# Wondering about SPAM as catfish bait.



## nlcatfish (Mar 21, 2005)

*







catfish bait question*
I fish on the Ohio river fr catfish. I am wondering if anyone has used SPAM for catfish bait, if so how do you keep it on the hook to cast? 

I see the folks from Europe have devices to shape the SPAM and use a special trailer type rig. Also wondering if anyone has used cut Mackerel for catfish bait , if so where did you bu it?


----------



## Salmonid (Apr 14, 2004)

The spam is popular with the carp guys mixed with other things and molded into dough balls. Pretty sure you could catch a cat or two but think your wastying your time, also many of us guys have tried the mackerel and other stinky oily salt water fish as a substitute for skippies but they really don't work either, stick to skips and shad and maybe shrimp if you want tiny channels.


----------



## nlcatfish (Mar 21, 2005)

### [Material]
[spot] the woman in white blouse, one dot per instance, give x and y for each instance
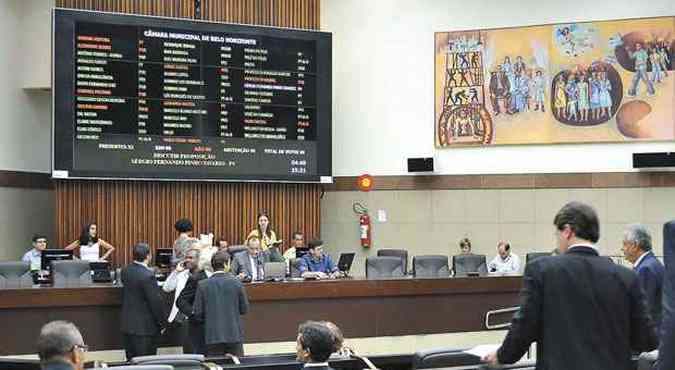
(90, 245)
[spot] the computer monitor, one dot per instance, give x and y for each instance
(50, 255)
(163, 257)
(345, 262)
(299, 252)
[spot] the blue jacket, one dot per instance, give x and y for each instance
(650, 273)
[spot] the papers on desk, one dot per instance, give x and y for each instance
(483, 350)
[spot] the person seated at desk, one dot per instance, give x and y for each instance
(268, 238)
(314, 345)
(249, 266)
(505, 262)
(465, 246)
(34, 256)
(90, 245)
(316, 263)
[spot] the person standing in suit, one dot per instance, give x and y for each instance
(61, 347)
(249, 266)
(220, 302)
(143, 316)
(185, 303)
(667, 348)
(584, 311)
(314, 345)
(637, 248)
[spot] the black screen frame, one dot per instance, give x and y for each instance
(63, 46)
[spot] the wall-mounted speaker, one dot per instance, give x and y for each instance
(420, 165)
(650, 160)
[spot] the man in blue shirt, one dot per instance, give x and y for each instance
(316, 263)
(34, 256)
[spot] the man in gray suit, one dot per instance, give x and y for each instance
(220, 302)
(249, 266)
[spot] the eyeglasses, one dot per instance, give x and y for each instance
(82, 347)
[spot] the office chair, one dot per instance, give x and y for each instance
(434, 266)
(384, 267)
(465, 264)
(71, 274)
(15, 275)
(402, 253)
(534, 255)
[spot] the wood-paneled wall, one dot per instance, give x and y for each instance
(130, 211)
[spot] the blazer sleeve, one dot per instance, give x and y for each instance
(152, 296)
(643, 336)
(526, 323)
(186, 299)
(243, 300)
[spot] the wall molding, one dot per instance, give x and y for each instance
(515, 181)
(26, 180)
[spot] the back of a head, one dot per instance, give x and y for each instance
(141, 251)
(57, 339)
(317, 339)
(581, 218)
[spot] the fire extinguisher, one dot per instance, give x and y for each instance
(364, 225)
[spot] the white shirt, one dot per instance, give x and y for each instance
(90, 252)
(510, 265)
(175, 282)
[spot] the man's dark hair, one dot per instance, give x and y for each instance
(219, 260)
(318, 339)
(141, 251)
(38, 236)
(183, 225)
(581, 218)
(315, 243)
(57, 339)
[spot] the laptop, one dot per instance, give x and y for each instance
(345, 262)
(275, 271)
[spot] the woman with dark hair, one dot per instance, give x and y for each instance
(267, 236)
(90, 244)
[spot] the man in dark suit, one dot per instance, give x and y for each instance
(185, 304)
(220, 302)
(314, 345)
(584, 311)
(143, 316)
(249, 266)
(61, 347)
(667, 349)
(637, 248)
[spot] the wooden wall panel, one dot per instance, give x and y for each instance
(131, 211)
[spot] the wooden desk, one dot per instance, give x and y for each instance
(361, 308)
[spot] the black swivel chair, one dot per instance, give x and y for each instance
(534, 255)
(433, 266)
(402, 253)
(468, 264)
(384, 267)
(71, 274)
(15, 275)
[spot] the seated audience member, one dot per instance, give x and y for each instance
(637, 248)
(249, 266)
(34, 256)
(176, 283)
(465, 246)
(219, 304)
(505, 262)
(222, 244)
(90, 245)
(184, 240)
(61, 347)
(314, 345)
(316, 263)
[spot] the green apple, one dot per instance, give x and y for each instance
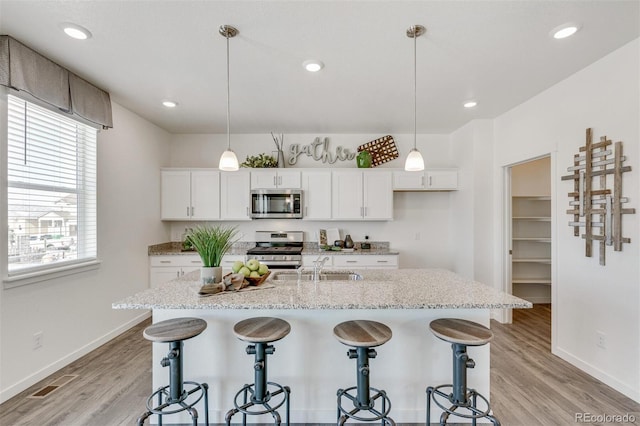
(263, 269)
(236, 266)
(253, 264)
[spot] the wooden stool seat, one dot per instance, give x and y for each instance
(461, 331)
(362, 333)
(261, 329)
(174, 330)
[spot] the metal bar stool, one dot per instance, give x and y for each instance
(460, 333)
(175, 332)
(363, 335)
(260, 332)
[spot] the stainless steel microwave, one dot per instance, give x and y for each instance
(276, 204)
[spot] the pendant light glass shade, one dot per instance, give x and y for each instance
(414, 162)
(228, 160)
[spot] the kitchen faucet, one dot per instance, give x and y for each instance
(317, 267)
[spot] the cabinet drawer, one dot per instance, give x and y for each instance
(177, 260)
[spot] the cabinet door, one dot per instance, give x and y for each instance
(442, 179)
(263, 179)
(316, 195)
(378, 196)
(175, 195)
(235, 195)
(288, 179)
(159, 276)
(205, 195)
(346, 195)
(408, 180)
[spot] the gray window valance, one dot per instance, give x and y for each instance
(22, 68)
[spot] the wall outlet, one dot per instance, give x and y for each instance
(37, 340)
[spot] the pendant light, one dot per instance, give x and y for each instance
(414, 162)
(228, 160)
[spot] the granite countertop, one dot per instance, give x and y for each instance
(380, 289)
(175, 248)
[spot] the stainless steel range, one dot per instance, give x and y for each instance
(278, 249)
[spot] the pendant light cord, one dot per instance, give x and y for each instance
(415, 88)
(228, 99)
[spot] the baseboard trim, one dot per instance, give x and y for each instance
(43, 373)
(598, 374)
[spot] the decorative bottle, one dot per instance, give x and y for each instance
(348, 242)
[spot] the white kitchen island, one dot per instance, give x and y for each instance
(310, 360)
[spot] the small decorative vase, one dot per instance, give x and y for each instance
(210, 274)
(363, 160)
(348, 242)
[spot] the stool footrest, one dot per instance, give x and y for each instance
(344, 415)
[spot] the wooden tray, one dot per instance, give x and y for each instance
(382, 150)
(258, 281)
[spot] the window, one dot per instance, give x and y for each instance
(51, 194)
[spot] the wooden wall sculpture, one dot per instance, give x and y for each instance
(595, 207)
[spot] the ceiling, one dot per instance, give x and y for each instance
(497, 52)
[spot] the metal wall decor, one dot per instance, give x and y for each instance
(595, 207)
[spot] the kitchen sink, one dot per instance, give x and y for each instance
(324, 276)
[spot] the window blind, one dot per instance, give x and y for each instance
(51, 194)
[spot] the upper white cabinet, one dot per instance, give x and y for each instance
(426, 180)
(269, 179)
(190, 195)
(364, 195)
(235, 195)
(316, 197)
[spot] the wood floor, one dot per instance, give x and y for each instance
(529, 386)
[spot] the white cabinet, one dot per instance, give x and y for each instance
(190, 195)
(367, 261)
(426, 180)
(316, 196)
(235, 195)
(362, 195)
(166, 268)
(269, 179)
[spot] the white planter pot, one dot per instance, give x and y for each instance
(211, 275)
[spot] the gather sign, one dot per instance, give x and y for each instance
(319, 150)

### [Problems to solve]
(A) Repeat the catfish bait thread from "catfish bait question*" to "did you bu it?".
(B) Decide whether each statement agrees with the catfish bait thread: (i) the first poster fishes for catfish on the Ohio river; (ii) the reply says mackerel works well as a substitute for skippies; (iii) the reply says spam is popular with carp anglers. Answer yes or no for each, quoting the deciding words of the thread.
(C) In the catfish bait thread, what baits does the reply advise sticking to?
The records stand apart from the catfish bait thread.

### [Solved tasks]
(A)
catfish bait question*
I fish on the Ohio river fr catfish. I am wondering if anyone has used SPAM for catfish bait, if so how do you keep it on the hook to cast? 

I see the folks from Europe have devices to shape the SPAM and use a special trailer type rig. Also wondering if anyone has used cut Mackerel for catfish bait , if so where did you bu it?

(B)
(i) Yes: "I fish on the Ohio river fr catfish."
(ii) No: "many of us guys have tried the mackerel and other stinky oily salt water fish as a substitute for skippies but they really don't work either"
(iii) Yes: "The spam is popular with the carp guys"

(C) Skips and shad, and maybe shrimp for tiny channels.